━━ Record extracts ━━

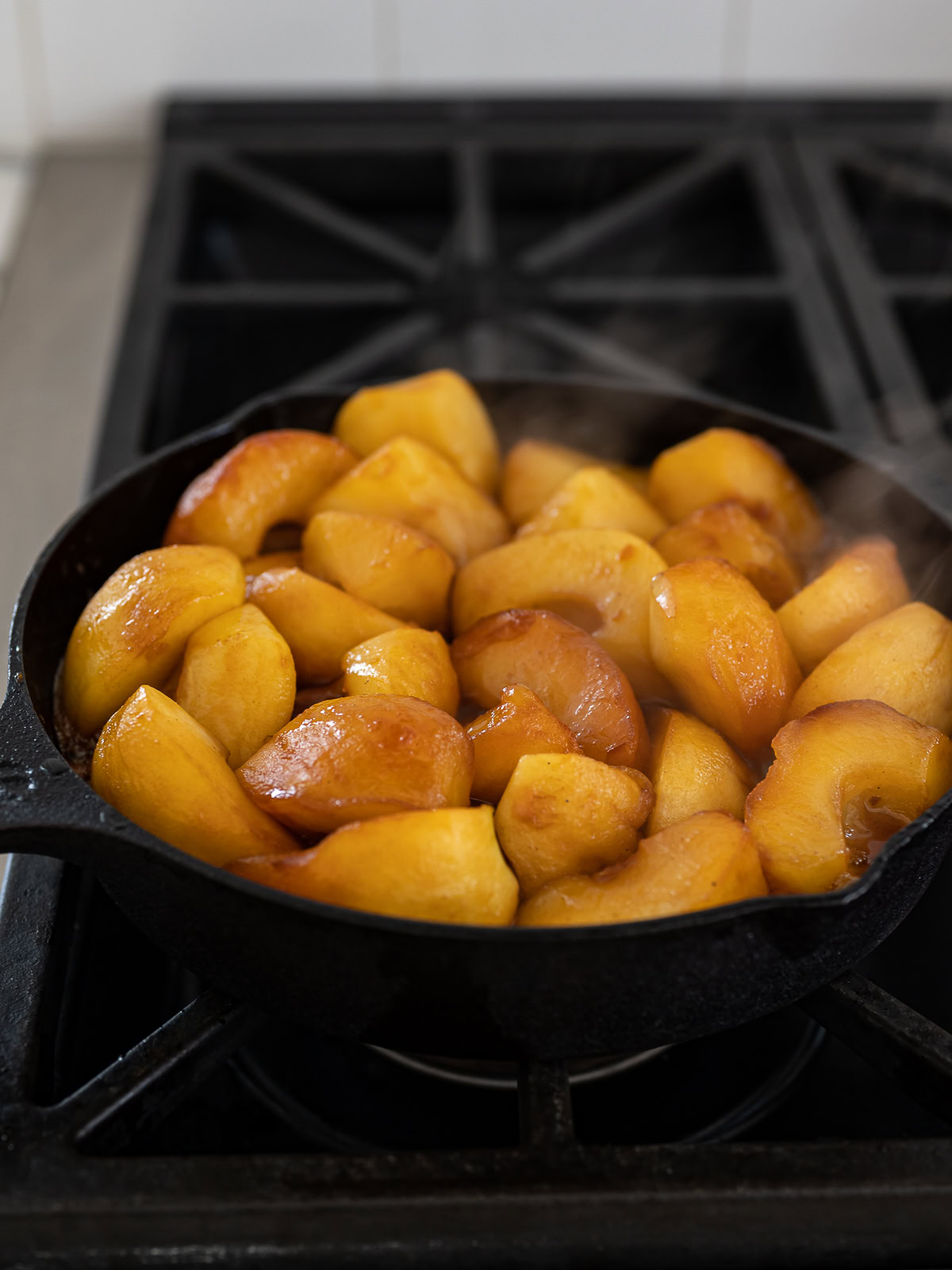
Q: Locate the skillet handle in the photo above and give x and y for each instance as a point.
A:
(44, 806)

━━━
━━ Record extracts ━━

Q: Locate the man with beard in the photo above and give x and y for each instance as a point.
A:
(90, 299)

━━━
━━ Record extracts ━━

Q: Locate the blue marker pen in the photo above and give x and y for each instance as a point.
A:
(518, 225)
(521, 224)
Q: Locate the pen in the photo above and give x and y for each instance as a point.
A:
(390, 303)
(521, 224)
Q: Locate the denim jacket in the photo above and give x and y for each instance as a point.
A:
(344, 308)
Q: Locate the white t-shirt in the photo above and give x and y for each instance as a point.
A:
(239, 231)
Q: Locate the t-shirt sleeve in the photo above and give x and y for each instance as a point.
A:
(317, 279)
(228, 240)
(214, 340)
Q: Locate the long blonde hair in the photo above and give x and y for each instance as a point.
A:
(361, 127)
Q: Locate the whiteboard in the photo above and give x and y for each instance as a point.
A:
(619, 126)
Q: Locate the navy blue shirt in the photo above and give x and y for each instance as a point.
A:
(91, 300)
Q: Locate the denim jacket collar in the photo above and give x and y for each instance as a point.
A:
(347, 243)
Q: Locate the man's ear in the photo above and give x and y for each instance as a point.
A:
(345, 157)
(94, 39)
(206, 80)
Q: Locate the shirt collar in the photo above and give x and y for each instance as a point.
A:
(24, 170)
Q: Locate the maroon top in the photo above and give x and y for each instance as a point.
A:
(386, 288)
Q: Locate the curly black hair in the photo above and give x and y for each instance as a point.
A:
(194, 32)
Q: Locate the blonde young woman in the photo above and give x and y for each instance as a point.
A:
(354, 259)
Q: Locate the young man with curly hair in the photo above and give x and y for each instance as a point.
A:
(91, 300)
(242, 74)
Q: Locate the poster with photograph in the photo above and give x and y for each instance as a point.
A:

━━━

Work to complete.
Copy out each line of the data above that contains the word "blue".

Result.
Q: Locate the blue marker pen in the photo above and give x and y for each instance as a point.
Q: Locate the navy blue shirt in the photo above and give x and y for each instance as a point.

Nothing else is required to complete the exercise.